On Fri, Apr 3, 2009 at 5:52 AM, Marco Streng <marco.str...@gmail.com> wrote:
>
> I found that in Sage 3.4,
> True * Integer(2)    returns    int(1)
>
> I think it would be better if the output were either 2 or a type
> error. This seems to be a problem with Sage integers, python integers
> work just fine.

More generally, it would seem that bool * (any Sage element) returns
int(1) if the Sage element is nonzero and the bool is True, and
otherwise returns int(0):

sage: True*(2/3)
1
sage: True*x
1
sage: type(True*x)
<type 'int'>
sage: False*(2/3)
0
sage:   True*0
0

Since this is inconsistent with Python's conventions, I think it
should be changed. The most natural change would be to canonically
coerce bool to the Python ints 0 and 1, then do the multiply, since
then everything works as it should.

This will require some change to coerce.pyx, which would be easiest
for Robert Bradshaw to make...

William


>
> Some more details:
> ----------------------------------------------------------------------
> | Sage Version 3.4, Release Date: 2009-03-11                         |
> | Type notebook() for the GUI, and license() for information.        |
> ----------------------------------------------------------------------
> sage: True*1341234874
> 1
> sage: True*int(1341234874)
****************************************
TASK INSTRUCTIONS:
Copy out the stretch of the message from "On Fri, Apr" through "work just fine.", swapping "python integers" for "Python ints".

DATASET ROWS:
****************************************
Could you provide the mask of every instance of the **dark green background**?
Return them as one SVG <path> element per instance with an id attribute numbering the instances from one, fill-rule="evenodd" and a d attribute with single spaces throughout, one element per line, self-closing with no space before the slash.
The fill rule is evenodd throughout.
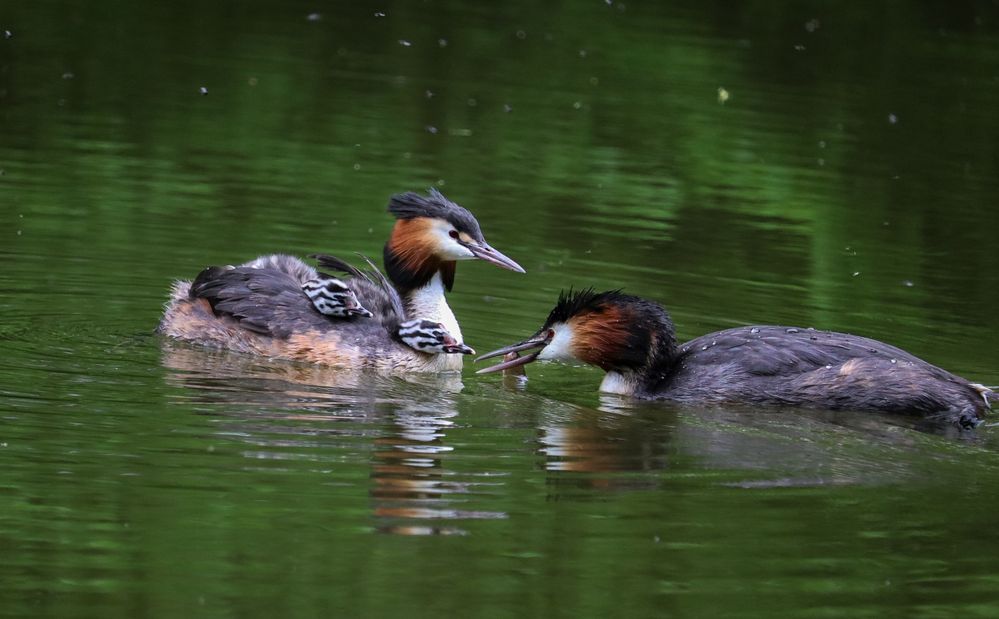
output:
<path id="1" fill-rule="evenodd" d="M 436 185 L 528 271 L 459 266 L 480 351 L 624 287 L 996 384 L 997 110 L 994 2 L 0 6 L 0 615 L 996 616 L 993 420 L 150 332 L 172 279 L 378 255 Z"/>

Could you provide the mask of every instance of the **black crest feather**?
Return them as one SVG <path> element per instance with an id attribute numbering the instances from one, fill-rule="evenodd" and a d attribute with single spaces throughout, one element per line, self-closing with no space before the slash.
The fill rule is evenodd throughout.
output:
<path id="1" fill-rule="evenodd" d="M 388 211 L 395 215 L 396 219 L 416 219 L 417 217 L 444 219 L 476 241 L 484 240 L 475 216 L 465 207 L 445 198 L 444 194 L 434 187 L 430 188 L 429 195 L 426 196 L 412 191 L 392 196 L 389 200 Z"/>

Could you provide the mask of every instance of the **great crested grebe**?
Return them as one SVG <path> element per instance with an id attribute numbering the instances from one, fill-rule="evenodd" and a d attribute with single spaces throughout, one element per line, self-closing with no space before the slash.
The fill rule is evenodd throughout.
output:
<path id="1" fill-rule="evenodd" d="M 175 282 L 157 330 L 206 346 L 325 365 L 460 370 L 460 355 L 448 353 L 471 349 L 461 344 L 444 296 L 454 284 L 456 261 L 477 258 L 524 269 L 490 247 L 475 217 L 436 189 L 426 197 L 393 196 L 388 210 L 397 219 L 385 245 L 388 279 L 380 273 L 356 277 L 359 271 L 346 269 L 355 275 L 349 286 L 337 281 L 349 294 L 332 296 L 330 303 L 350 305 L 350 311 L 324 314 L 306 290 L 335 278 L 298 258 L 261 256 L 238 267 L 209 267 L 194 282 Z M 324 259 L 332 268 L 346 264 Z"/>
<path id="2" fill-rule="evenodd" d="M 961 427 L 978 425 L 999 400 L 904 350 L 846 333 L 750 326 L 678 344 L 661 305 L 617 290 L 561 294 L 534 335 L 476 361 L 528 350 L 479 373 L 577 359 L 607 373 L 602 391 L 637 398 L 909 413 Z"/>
****************************************
EXPECTED ANSWER:
On Fri, Apr 3, 2009 at 5:52 AM, Marco Streng <marco.str...@gmail.com> wrote:
>
> I found that in Sage 3.4,
> True * Integer(2)    returns    int(1)
>
> I think it would be better if the output were either 2 or a type
> error. This seems to be a problem with Sage integers, Python ints
> work just fine.